CHALLENGE A → Decide whether each statement below agrees with the thread on batch status codes. For each one, answer yes or no and quote the deciding words of the thread exactly. (i) A 207 code is proposed for when some or all tasks fail to submit. (ii) A 4XX or 5XX code means some tasks may still have been submitted. (iii) The suggested exception names are BatchSubmitFailed and BatchRunFailed.
CHALLENGE B → Pick up the thread on batch status codes after its last sentence and continue it.

Comments (7)
I agree with 200 on the full batch going through. On a partial failure, we could do 207: multi-status
error code, more details here: https://evertpot.com/http/207-multi-status. In this situation, you'd try each item in the batch, and return a status code for each item that can be iterated on.
So we'd have:
200 -> All OK
207 -> Some or all tasks failed to submit, must iterate on the response to figure out what failed.
4XX/5XX -> Errors that block task submission entirely. No tasks could've been submitted.
from funcx-web-service.
@yadudoc This seems reasonable, my only concern is about this case: user does fxc.run()
for a single task, the task fails due to something that would normally cause a 207 (such as EndpointNotFound
for the particular task they sent), how should the failure be displayed in a user friendly way?
If the user had called batch_run
, it would be reasonable for them to expect a multi-status response. But should we raise an Exception on the client sdk if we get a 207? And if so, should we try to display it in a generic way that works for both single and multi-task requests like Submission failed for the following tasks: {failed_task_ids}. Task submission failed for the following reason(s): {list of stringified exceptions from the error responses}
. Maybe Exception names like BatchSubmitFailed
and BatchStatusFailed
, which can then contain all the response data.

EXTRACTED RECORDS →
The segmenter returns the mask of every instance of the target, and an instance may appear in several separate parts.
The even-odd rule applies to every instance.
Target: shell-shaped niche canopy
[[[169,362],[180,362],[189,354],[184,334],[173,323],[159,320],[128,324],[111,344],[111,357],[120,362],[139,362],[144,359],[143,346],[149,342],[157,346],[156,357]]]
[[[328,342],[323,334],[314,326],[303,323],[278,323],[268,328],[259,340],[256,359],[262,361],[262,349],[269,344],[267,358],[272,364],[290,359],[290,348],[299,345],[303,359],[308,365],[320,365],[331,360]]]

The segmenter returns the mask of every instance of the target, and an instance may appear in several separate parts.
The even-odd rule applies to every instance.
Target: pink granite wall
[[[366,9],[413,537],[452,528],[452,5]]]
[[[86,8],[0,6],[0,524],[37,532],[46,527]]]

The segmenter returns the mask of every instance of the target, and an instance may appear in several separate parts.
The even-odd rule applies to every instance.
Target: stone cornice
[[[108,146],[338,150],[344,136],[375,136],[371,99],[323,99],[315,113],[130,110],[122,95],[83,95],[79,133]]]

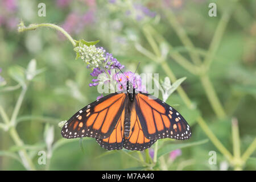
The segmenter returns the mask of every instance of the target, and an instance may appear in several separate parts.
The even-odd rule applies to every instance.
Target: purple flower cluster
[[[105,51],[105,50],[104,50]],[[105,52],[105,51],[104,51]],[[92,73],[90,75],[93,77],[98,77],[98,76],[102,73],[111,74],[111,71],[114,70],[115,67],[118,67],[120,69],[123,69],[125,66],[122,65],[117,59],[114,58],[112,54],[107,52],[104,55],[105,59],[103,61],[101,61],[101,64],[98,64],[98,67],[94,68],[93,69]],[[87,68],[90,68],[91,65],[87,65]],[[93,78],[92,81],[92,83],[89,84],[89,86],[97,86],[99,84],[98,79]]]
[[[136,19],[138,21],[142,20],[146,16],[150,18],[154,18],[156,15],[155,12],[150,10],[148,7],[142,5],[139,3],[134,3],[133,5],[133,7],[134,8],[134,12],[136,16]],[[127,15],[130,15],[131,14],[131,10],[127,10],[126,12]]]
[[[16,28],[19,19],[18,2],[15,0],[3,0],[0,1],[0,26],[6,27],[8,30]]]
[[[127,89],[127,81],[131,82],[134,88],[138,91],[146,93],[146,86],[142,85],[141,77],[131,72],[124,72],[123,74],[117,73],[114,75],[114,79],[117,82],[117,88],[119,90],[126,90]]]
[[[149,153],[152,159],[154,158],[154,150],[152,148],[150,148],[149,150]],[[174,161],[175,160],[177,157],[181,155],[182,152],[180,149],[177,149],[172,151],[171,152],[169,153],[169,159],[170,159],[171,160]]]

RESPONSE A →
(i) Yes: "207 -> Some or all tasks failed to submit, must iterate on the response to figure out what failed."
(ii) No: "No tasks could've been submitted."
(iii) No: "BatchSubmitFailed" and "BatchStatusFailed"

RESPONSE B →
Alternatively, maybe when we get a 207 back, we just want to start iterating through it and raise the first error that we come across in the list of responses. Like if a user had multiple EndpointNotFound
errors for a batch run, it would just show them the first one, they would have to fix that, then it would show them the next one if they tried again. But I'm not sure that is a great approach unless there is some way to extract the response data out of the batch_run
python API call so that the user can see all the results.
from funcx-web-service.
Handling partial failures is easier in fxc.run()
for a single task because anything other than status_code:200
implies that the task submission failed, and the SDK ought to inspect the response to the appropriate exception. With a single task, you can immediately raise the exception with additional info placed into the traceback.
# This raises say, EndpointAccessForbidden which is contained in the 207 response
fxc.run(args, endpoint_id='BAD', function_id=fn_id)
batch_run
is a bit more problematic because it isn't quite clear at what point we'd raise the exception. If we raise an exception at batch_run
and some tasks were launched, we have to be careful not to lose the task_ids. I'm inclined to just return task_ids for the one's that failed, with the exception added to the internal table so that, and we raise it when the task status is queried.
# We raise an exception for 4xx and 5xx errors.
task_uuids = fxc.batch_run(batch)
# For 207 multi-status, we set the results for the failed tasks with their corresponding exceptions
for tid in task_uuids:
fxc.get_result(tid) # This might raise EndpointAccessForbidden for tasks which failed to launch in the batch.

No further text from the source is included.